Reproduce the data below, substituting "loops" for every occurrence of "rings" and leaving all other text unchanged.

start

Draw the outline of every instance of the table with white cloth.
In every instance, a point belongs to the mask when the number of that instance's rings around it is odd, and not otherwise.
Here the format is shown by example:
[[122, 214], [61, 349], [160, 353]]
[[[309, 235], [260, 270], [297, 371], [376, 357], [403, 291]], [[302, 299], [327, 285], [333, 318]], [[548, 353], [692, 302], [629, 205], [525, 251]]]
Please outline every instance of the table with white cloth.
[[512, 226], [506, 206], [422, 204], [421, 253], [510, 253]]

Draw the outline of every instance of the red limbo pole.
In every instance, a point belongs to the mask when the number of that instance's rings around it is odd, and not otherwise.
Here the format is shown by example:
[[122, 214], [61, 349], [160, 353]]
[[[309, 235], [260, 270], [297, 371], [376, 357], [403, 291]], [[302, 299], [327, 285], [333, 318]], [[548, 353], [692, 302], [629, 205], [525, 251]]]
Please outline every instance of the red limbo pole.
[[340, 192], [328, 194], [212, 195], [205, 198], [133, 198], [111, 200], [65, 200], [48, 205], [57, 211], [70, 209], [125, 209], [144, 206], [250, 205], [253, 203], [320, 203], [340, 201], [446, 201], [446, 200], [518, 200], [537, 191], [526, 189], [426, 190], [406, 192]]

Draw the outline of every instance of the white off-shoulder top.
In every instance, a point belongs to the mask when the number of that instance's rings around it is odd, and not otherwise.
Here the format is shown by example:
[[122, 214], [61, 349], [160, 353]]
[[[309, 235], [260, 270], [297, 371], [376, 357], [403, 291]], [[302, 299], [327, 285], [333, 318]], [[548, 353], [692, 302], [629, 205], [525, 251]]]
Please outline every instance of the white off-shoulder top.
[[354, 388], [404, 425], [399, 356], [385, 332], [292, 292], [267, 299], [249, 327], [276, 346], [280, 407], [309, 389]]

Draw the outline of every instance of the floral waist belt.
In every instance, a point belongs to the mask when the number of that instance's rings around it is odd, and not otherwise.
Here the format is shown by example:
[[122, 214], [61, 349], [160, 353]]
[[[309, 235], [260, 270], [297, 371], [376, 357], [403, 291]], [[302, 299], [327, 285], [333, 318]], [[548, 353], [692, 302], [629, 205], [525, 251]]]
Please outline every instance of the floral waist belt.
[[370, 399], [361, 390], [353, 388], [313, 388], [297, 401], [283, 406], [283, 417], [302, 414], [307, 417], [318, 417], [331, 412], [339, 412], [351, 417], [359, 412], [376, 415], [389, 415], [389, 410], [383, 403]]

end

= ANSWER BELOW =
Draw the outline of every instance of the table with white cloth.
In every instance, a point belongs to the mask when the number of that instance's loops around it is odd, and not otherwise.
Here the format is shown by example:
[[122, 214], [61, 349], [160, 353]]
[[[309, 235], [260, 270], [297, 371], [376, 357], [403, 291]], [[302, 299], [327, 285], [333, 318]], [[548, 353], [692, 302], [629, 205], [525, 251]]]
Please outline every instance of the table with white cloth.
[[512, 226], [506, 206], [422, 204], [421, 253], [510, 253]]

Draw the outline of every instance of the red limbo pole.
In every instance, a point belongs to the mask when the number of that instance's loops around it is odd, and not otherwise.
Here the format is shown by example:
[[122, 214], [61, 349], [160, 353]]
[[[309, 235], [260, 270], [297, 371], [376, 357], [403, 291]], [[302, 299], [327, 285], [333, 318]], [[548, 353], [692, 302], [629, 205], [525, 251]]]
Please outline every instance of the red limbo pole.
[[340, 192], [328, 194], [212, 195], [205, 198], [133, 198], [111, 200], [65, 200], [48, 205], [57, 211], [70, 209], [125, 209], [144, 206], [250, 205], [253, 203], [320, 203], [340, 201], [446, 201], [446, 200], [518, 200], [537, 191], [526, 189], [426, 190], [406, 192]]

Draw the outline of every instance of the white off-shoulder top.
In every instance, a point belongs to the mask when the number of that instance's loops around it is odd, and not otherwise.
Here the format is shown by example:
[[122, 214], [61, 349], [160, 353]]
[[[309, 235], [260, 270], [297, 371], [376, 357], [403, 291]], [[302, 299], [327, 285], [333, 318]], [[548, 353], [692, 302], [629, 205], [525, 251]]]
Please outline every instance of the white off-shoulder top.
[[354, 388], [404, 425], [399, 356], [385, 332], [292, 292], [267, 299], [249, 327], [276, 346], [280, 407], [309, 389]]

Draw the outline of every instance of the floral waist belt.
In every instance, a point belongs to the mask when the number of that instance's loops around it is odd, and not otherwise.
Here the format is shown by example:
[[122, 214], [61, 349], [160, 353]]
[[[309, 235], [260, 270], [297, 371], [376, 357], [403, 291]], [[302, 299], [327, 285], [333, 318]], [[548, 353], [692, 302], [629, 205], [525, 251]]]
Please outline every instance of the floral waist belt.
[[370, 399], [361, 390], [353, 388], [313, 388], [297, 401], [283, 406], [283, 417], [302, 414], [307, 417], [318, 417], [331, 412], [339, 412], [351, 417], [359, 412], [376, 415], [389, 415], [389, 410], [383, 403]]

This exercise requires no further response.